Recipe

Recipe: Kid-safe chatbot

Build a chatbot with strict safety filters and real-time moderation so children interact only with age-appropriate content.

Overview

This recipe layers three defenses: a pre-flight keyword blocklist, an in-flight toxicity classifier, and a post-response audit log. Together they prevent the model from generating harmful, violent, or adult content even under adversarial prompting.

Step 1 — Blocklist filter

Before any prompt reaches the LLM, scan it against a curated blocklist of 2,400+ unsafe terms covering self-harm, violence, grooming language, and explicit material. Reject the request immediately with a generic “I can’t answer that” message — never echo the blocked term back to the child.

Step 2 — Toxicity classifier

Route every user message through a lightweight toxicity model (e.g. Perspective API or a fine-tuned BERT classifier). Set a conservative threshold of 0.3 on the toxicity axis. If the score exceeds the threshold, surface a gentle redirection: “Let’s talk about something else!”

Step 3 — Output guard

Run the same classifier on the model’s response before streaming it to the child. If the response scores above threshold, replace it with a safe fallback and flag the interaction for human review.

--------------------

(Task item) Resume the kid-safe chatbot recipe after its last sentence, keeping the same step-by-step layout.

--------------------

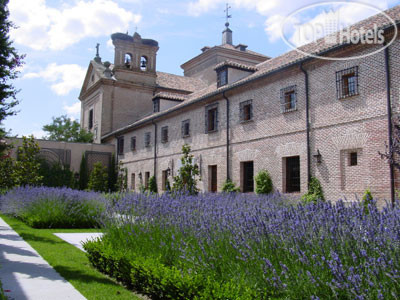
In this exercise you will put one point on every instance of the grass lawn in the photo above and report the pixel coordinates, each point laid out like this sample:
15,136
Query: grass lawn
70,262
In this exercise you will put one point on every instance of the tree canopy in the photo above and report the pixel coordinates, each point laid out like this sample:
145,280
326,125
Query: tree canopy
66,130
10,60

--------------------

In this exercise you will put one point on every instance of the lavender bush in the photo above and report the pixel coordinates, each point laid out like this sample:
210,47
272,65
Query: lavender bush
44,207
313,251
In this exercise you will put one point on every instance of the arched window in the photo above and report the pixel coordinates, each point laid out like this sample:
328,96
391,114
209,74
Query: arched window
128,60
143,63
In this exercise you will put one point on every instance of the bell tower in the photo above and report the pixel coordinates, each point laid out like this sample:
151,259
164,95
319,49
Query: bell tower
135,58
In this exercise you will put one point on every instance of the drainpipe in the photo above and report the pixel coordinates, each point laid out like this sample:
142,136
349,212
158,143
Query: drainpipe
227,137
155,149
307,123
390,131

--------------------

(Written response)
Step 4 — Audit logging

Log every blocked prompt, flagged response, and classifier score to a tamper-proof audit table. Include a session-bound pseudonymous ID so parents or moderators can review patterns without storing personally identifiable information.

Sample guard pipeline

user_msg → blocklist? → reject
         ↓ pass
       toxicity? → score > 0.3 → redirect
         ↓ pass
       LLM response → toxicity? → score > 0.3 → fallback
                                     ↓ pass
                                   stream to child

Next steps

Combine this recipe with the parental-consent gateway and time-limit enforcer for a complete child-safe AI experience. See the linked recipes in the sidebar.

Meridian tip: Run the blocklist and classifier on a separate lightweight worker so guard latency stays under 50ms. Children abandon slow chatbots.